Work order »
The reply should hold every line of the listing exactly, and none of its images.

-- Opening Marker --

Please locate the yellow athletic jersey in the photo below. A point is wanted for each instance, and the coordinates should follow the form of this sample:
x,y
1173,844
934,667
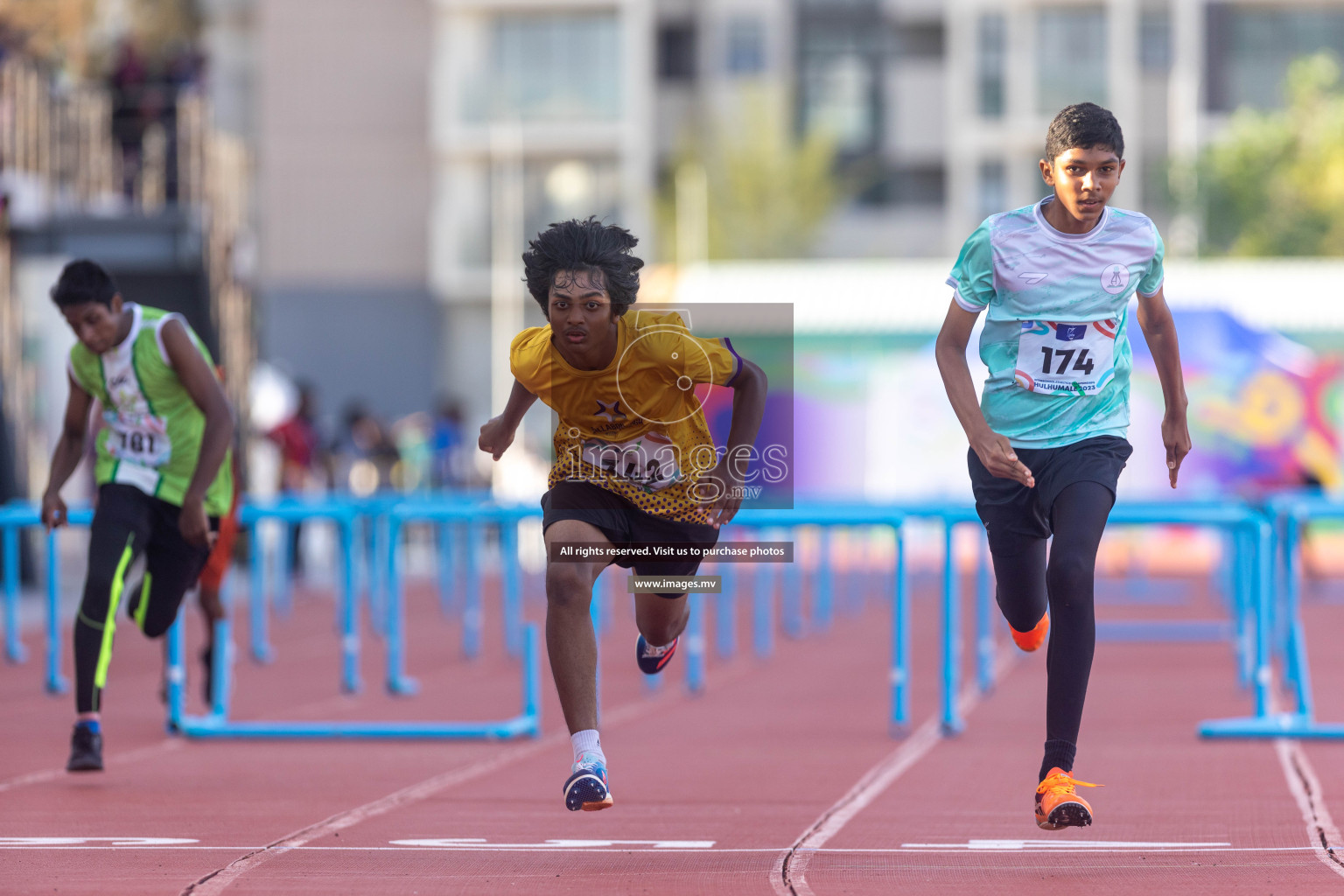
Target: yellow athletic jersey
x,y
634,427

-- Closing Marker --

Response to this exercise »
Please locate the yellow athletic jersey in the photo below. A point is wanted for each instance, and the coordinates should follow the form of this sample:
x,y
1173,844
934,667
Target: yellow athletic jersey
x,y
634,427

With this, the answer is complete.